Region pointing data
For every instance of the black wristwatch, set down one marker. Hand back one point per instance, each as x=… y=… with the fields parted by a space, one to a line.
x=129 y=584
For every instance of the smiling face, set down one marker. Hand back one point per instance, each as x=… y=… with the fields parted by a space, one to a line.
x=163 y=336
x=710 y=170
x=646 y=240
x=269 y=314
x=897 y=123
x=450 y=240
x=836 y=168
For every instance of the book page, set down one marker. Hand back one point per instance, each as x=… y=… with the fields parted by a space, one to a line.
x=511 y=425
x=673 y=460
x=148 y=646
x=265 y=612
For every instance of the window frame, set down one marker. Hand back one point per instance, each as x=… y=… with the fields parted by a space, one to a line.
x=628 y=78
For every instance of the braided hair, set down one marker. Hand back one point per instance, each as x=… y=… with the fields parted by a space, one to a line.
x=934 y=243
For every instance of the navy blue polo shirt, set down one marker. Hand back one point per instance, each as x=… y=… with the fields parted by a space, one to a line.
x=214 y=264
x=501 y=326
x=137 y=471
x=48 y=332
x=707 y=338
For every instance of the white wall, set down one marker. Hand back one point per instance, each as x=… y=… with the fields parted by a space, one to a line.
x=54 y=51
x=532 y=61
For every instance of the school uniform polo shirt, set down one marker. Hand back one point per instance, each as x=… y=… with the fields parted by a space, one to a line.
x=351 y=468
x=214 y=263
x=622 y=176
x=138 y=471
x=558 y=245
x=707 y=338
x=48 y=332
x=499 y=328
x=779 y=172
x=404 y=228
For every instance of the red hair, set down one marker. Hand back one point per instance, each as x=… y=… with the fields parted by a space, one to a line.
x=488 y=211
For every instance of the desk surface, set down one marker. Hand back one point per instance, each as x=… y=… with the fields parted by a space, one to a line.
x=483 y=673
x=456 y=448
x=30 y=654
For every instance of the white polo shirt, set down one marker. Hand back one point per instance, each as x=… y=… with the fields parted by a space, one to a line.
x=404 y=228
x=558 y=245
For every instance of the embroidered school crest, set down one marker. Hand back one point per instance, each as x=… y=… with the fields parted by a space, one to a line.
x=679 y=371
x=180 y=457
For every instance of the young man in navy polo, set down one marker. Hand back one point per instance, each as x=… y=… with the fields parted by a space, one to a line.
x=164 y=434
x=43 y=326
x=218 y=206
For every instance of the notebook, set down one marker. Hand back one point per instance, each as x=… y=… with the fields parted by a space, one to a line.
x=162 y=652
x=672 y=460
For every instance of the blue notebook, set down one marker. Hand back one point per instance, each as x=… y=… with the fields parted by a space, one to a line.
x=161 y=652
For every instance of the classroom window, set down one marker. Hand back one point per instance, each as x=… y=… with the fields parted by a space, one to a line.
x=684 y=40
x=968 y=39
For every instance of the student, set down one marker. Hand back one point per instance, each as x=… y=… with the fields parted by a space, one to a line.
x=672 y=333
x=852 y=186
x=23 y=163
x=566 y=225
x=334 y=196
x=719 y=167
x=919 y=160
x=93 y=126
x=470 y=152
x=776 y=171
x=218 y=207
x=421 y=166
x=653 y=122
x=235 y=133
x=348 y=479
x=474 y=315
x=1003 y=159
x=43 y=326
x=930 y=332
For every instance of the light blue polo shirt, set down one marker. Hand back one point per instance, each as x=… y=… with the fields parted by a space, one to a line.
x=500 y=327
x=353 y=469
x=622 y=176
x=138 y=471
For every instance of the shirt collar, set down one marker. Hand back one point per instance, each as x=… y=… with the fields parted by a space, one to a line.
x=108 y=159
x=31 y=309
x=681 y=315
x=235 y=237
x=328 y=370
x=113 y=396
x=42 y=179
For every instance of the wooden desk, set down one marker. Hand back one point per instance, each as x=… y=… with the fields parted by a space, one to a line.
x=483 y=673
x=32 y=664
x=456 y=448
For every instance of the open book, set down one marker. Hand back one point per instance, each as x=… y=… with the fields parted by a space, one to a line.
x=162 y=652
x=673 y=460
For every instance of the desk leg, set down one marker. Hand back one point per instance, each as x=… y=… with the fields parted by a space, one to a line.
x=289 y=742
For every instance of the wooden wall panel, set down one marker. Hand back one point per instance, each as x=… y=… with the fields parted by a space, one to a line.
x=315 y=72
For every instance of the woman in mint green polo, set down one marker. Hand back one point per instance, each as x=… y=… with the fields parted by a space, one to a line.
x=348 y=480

*Problem to work on:*
Nothing but the lines from the one with "For every instance of the light" through the end of the data above should be reproduced, each exactly, both ends included.

*Exercise output:*
For every instance of the light blue polo shirt, set down one marker. Hand back one point per instance, each as x=… y=… with the fields parted by a space, one to a line.
x=500 y=327
x=353 y=469
x=622 y=176
x=138 y=471
For every instance of the shirt collar, set down one marker. Hand back one point per instance, each as x=… y=… with the fields parted by a space, one to a line.
x=108 y=159
x=31 y=309
x=681 y=315
x=235 y=237
x=328 y=370
x=113 y=396
x=42 y=179
For every instance of the wooden desk, set down one marker. Hand back one point per instance, each as x=… y=… with the fields parted by a space, one to a line.
x=483 y=673
x=32 y=664
x=456 y=448
For every instance of the open book, set down one marker. Hand back one point per instance, each as x=… y=… with the fields parted by a space, one to a line.
x=162 y=652
x=673 y=460
For every instance of the desk leg, set down one marker. Hand back one point per instance, each as x=… y=… with the fields parted by a space, one to a line.
x=289 y=742
For every instance of the wooden wall panel, set down one marker. Hand back one point per instance, each as x=… y=… with the fields parted by a space, one to a line.
x=315 y=72
For every instance of the woman in mint green polo, set down one marker. Hand back one point per instance, each as x=… y=… with the fields parted by a space, one to a line.
x=348 y=480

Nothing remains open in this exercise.